* Task goal *
Update every line of the listing below by replacing "Would it be possible for you to" with "Could you", keeping all other text unchanged. Leave the pictures out of your answer.

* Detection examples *
* * *
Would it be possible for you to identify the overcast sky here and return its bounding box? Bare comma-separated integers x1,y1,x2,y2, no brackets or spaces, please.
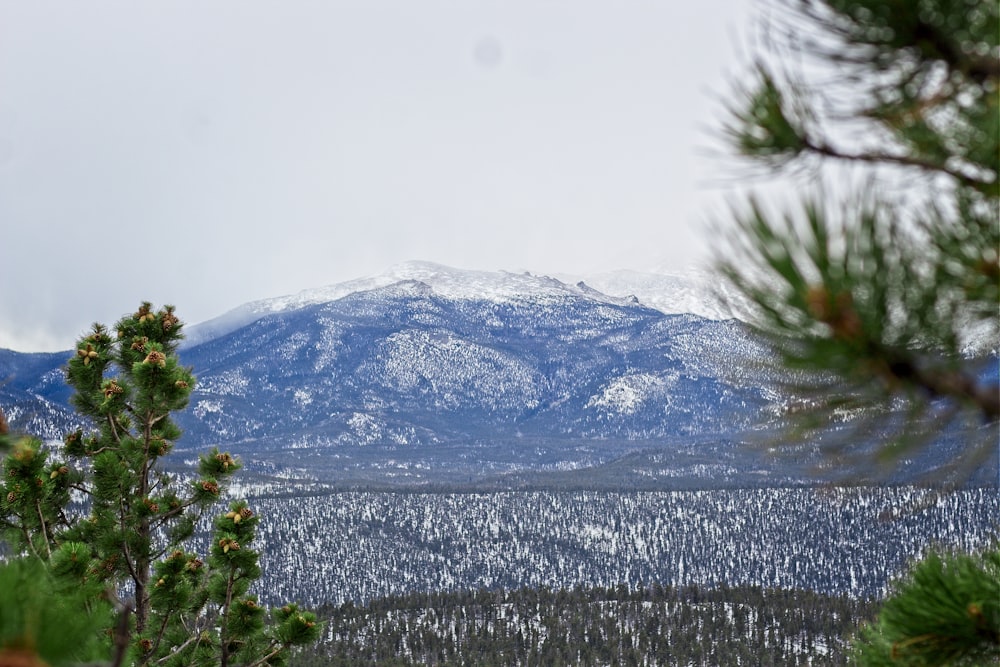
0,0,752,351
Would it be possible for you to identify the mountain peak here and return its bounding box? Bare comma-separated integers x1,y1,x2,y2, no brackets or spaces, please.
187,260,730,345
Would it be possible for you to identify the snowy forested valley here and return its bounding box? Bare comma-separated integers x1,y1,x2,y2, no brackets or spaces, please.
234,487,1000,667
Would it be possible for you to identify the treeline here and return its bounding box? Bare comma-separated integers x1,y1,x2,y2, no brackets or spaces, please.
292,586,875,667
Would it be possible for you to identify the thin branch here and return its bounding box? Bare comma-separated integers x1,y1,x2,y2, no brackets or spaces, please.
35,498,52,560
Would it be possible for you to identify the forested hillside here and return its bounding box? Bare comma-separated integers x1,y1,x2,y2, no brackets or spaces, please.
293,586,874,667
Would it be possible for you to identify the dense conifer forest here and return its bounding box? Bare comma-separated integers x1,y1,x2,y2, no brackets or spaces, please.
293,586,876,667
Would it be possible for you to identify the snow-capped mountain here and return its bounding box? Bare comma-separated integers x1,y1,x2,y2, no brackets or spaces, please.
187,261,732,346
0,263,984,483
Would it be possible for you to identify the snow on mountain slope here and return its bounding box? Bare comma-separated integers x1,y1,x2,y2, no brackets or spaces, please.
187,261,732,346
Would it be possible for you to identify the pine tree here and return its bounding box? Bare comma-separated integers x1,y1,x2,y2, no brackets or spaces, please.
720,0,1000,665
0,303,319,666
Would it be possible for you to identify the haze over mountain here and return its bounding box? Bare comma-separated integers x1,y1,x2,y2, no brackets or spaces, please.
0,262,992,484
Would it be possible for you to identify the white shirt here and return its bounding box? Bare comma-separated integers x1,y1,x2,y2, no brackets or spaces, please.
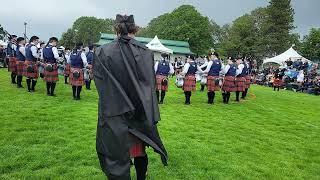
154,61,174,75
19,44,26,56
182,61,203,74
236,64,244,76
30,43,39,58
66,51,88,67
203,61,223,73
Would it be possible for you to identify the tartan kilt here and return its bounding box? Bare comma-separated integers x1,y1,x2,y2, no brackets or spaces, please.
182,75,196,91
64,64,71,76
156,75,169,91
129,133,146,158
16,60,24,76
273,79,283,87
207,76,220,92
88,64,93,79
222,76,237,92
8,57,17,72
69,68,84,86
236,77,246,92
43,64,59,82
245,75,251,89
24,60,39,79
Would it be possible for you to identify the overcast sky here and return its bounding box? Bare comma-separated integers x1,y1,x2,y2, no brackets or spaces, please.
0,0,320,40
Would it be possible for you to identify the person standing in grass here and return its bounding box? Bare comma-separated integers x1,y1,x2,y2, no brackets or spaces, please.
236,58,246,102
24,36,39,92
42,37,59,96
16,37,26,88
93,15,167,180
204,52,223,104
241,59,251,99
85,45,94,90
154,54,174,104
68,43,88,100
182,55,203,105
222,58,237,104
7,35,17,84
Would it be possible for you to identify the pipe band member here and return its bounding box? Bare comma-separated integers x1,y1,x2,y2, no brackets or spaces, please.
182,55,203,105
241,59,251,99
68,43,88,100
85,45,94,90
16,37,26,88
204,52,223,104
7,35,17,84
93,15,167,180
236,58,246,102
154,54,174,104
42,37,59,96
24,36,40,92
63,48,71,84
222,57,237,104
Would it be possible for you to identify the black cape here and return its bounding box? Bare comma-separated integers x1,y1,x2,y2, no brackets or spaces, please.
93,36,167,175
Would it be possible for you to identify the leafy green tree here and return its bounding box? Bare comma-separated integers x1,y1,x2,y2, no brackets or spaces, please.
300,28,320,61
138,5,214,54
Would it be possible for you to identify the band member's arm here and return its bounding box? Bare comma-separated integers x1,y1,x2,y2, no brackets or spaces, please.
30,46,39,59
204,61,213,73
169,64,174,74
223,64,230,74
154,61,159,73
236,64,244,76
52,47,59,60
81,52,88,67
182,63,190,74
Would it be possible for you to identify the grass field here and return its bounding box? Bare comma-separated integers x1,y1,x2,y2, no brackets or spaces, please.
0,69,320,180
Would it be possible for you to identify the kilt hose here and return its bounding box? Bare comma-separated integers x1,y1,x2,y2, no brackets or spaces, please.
* * *
* Answer below *
Could you identify the overcast sky here and return its bounding box? Bare comma-separated integers x1,y1,x2,y2, no brackets or spaces, please.
0,0,752,351
Could you identify the mountain peak here and return its bounding box? Bare comma-separated integers x1,y1,x2,y2, no brackets or spaces, please.
187,260,730,345
Could you identify the snowy forested valley here and return its bounding box? Bare comma-separated integers x1,y1,x2,y2, no brackets or spaces, please.
234,487,1000,667
Could you identify the treeline here and return its bounding box? Bare comma-separated integers x1,y1,x2,y2, no brackets or spaces, please.
292,586,875,667
Could you identify the thin branch here and return its bounding box? Bare comma-separated integers x1,y1,x2,y2, no brackets or spaces, please.
35,498,52,560
Could you identify the forested hillside here and return its bounding box? Bare comma-separated integers x1,y1,x2,y2, no brackets or spaces, please.
293,586,874,667
Could you identify the dense conifer forest here and return its bounding box? Bare comma-separated integers x1,y1,x2,y2, no brackets or spaces, please.
293,586,876,667
Could you identify the snow-capped mountain here and return its bounding box? Bare comma-separated integers x1,y1,x2,y2, no brackets or spaces, please.
187,261,732,346
0,263,984,483
Could you identify the snow on mountain slope here and return its bounding box? Bare comma-separated integers x1,y1,x2,y2, no brackets or spaces, please.
187,261,732,346
Could you identify the pine tree here and return its bounding box? Bare comma-separated integers x1,y1,x2,y2, no brackets or spaces, please.
720,0,1000,665
0,303,319,666
Could you identify the haze over mountain here and return its bounding box? Bare comma-separated integers x1,y1,x2,y2, no brackets or spaces, please.
0,262,992,484
Could you identify the white shirt here and return its bounding box? Bare comma-separated integers x1,y1,x2,y2, no brackets or spaces, please.
154,61,174,75
19,44,26,56
182,61,203,74
236,64,244,76
30,43,39,58
66,51,88,67
203,61,223,73
Could you identify the tartan kilt here and return its bounding box? Bare comma-separated integers x1,y1,x2,y2, no brackets or spaces, please.
182,75,196,91
64,64,71,76
156,75,169,91
129,133,146,158
16,60,24,76
273,79,283,87
207,76,220,92
88,64,93,79
222,76,237,92
8,57,17,72
69,68,84,86
236,77,246,92
43,64,59,82
245,75,251,89
24,60,39,79
Could you identify the overcast sky here and return its bounding box? Bare comma-separated integers x1,y1,x2,y2, no brackets or spaces, please.
0,0,320,40
Could you identify the person standing in grass here and return its bounding box? Bare comma-separated integers x1,y1,x2,y2, no brackets or spaces, please.
236,58,246,102
24,36,39,92
42,37,59,96
16,37,26,88
93,15,167,180
204,52,223,104
241,59,251,99
85,45,94,90
154,54,174,104
68,43,88,100
182,55,203,105
222,58,237,104
7,35,17,84
Could you identify the pipe band member here and return its bounding box? Bare comma-separated integers x1,y1,x2,y2, no brackets or spaces, please.
182,55,203,105
241,59,251,99
68,43,88,100
85,45,94,90
16,37,26,88
204,52,223,104
7,35,17,84
93,15,167,180
236,58,246,102
154,54,174,104
42,37,59,96
24,36,40,92
63,48,71,84
222,57,237,104
Could you identify the black cape here and return its bounding box? Bare comma-separated integers x1,y1,x2,y2, no brackets or spaces, please.
93,36,167,175
Could you identify the leafy green tree here and return its bounding box? Bare comma-separated integers x1,y1,x2,y2, no brackets or spaces, please.
300,28,320,61
138,5,214,54
Could you identify the band member's arm here and return its bounding box? Bare comma-separated integers x1,y1,x2,y2, no brackets or spaces, please.
30,46,39,59
204,61,213,73
169,64,174,74
223,64,230,74
154,61,159,73
236,64,244,76
52,47,59,60
81,52,88,67
182,63,190,74
Could you identify the grass field here and return its bounding box? Bare comma-separated integers x1,y1,x2,y2, no brackets or spaces, please.
0,69,320,180
Could you identify the kilt hose here and return its bounding box? Bare comma-separated integers x1,y1,x2,y2, no brackets or spaces, please.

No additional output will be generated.